> WRITTEN INSTRUCTION A:
Answer these questions about the passage on finite fields:
(i) For a finite tower of field extensions L/F/k, what product equals [L : k]?
(ii) When is GF(p^ℓ) contained in GF(p^k)?
(iii) Of which polynomial is GF(p^n) the splitting field?
━━━━━━━━━━━━━━━━━━━━━━━━━━━━━━
Let $$L/F/k$$ be a finite tower of field extensions. \begin{align*} [L : k] = [L: F][F: k] .\end{align*}

## Finite Fields

$${\mathbf{GF}}(p^n)\cong \frac{{ \mathbf{F} }_p}{(f)}$$ where $$f \in { \mathbf{F} }_p[x]$$ is any irreducible of degree $$n$$, and $${\mathbf{GF}}(p^n) \cong { \mathbf{F} }[\alpha] \cong \mathop{\mathrm{span}}_{ \mathbf{F} }\left\{{1, \alpha, \cdots, \alpha^{n-1}}\right\}$$ for any root $$\alpha$$ of $$f$$.

Every finite field $$F$$ is isomorphic to a unique field of the form $${\mathbf{GF}}(p^n)$$ and if $$\operatorname{ch}F = p$$, it has prime subfield $${ \mathbf{F} }_p$$.

$${\mathbf{GF}}(p^\ell) \leq {\mathbf{GF}}(p^k) \iff \ell$$ divides $$k$$.

$${\mathbf{GF}}(p^n)$$ is the splitting field of $$\rho(x) = x^{p^n} - x$$, and the elements are exactly the roots of $$\rho$$.

Every element is a root by Cauchy’s theorem, and the $$p^n$$ roots are distinct since its derivative is identically $$-1$$.
━━━━━━━━━━━━━━━━━━━━━━━━━━━━━━
> WRITTEN INSTRUCTION B: Arrange the lines of the object position labeling records below as a numbered list, dropping any blank lines. Leave the pictures out of your answer.

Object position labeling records
━━━━━━━━━━━━━━━━━━━━━━━━━━━━━━
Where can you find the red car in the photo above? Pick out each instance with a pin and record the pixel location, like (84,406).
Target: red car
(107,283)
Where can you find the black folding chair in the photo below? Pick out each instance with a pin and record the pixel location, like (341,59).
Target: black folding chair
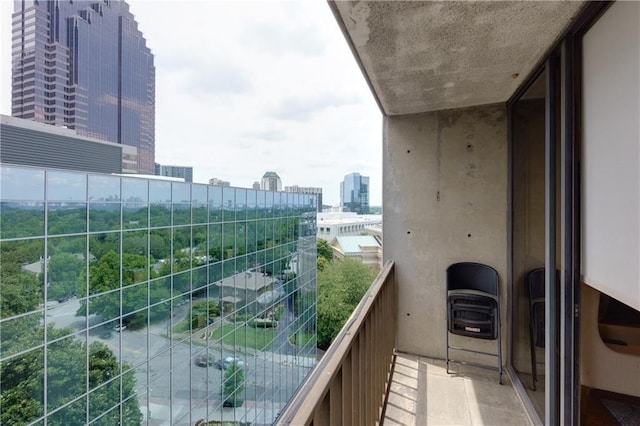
━━━━━━━━━━━━━━━━━━━━━━━━━━━━━━
> CORRECT OUTPUT A:
(i) [L : F][F : k]
(ii) Exactly when ℓ divides k.
(iii) ρ(x) = x^(p^n) − x

> CORRECT OUTPUT B:
1. Where can you find the red car in the photo above? Pick out each instance with a pin and record the pixel location, like (84,406).
2. Target: red car
3. (107,283)
4. Where can you find the black folding chair in the photo below? Pick out each instance with a pin and record the pixel location, like (341,59).
5. Target: black folding chair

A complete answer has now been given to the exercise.